▸ **MATERIAL FOR THIS TASK**:
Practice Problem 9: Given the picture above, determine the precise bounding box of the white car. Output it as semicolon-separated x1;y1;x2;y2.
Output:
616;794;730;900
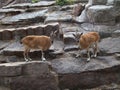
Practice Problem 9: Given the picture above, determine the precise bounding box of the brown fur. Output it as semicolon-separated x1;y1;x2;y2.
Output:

* * *

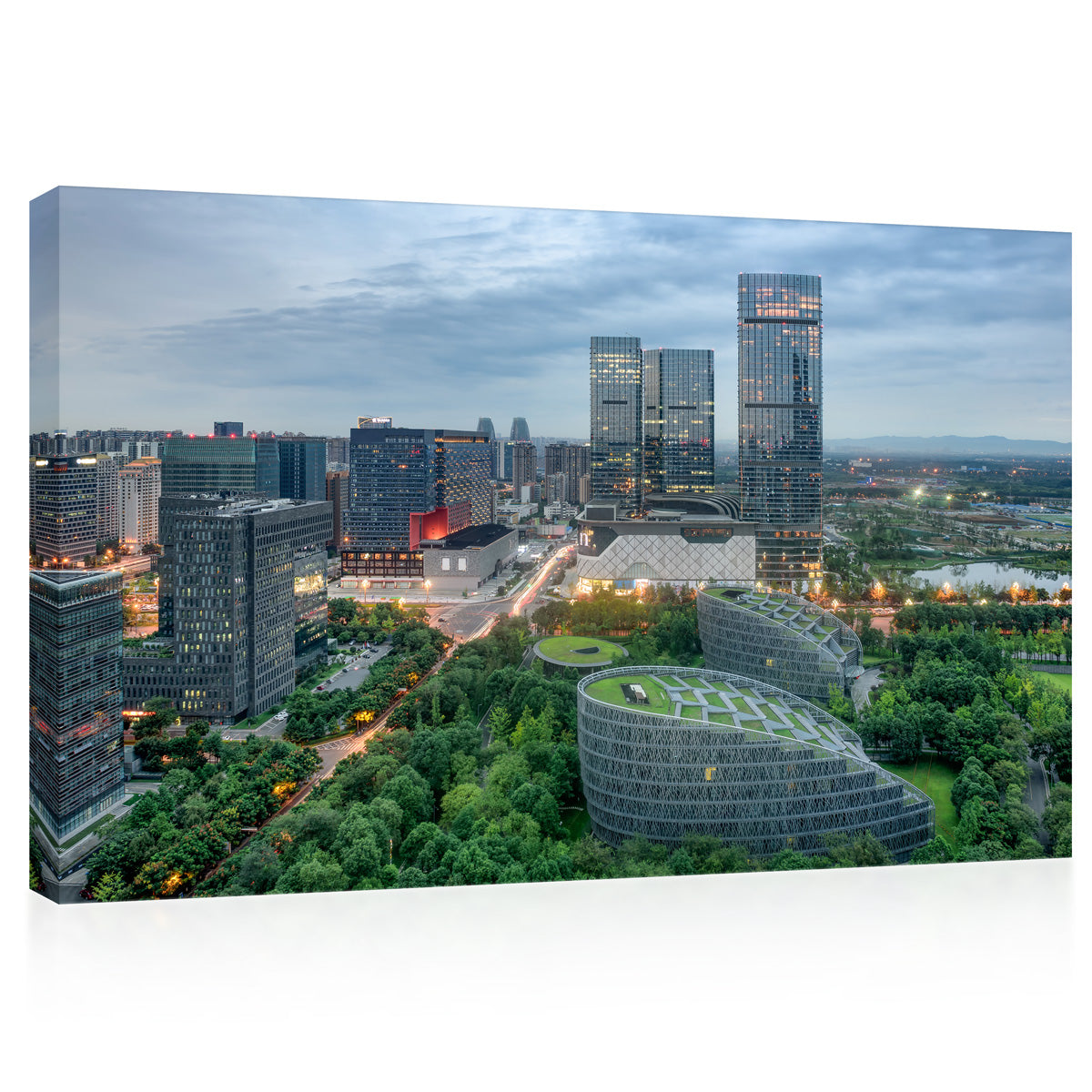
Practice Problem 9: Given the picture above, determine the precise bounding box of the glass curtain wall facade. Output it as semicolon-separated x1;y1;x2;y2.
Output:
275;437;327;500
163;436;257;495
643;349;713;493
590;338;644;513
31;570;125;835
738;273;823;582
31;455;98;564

▸ **EXERCISE DETAILS**: Output the entries as a JSON list of strings, one string per line and no blank lines, beginning at the line that contains "car. Output it as semicolon-separated x1;y1;x2;y2." and stopping after the line that contains "616;794;730;900".

▸ **SOLUTION TO THE EXERCISE**:
[
  "Practice Problem 9: Given the picture above, determine the precise bounding box of the white car. Output it as semicolon-separated x1;y1;x2;y2.",
  "Output:",
  "616;794;730;900"
]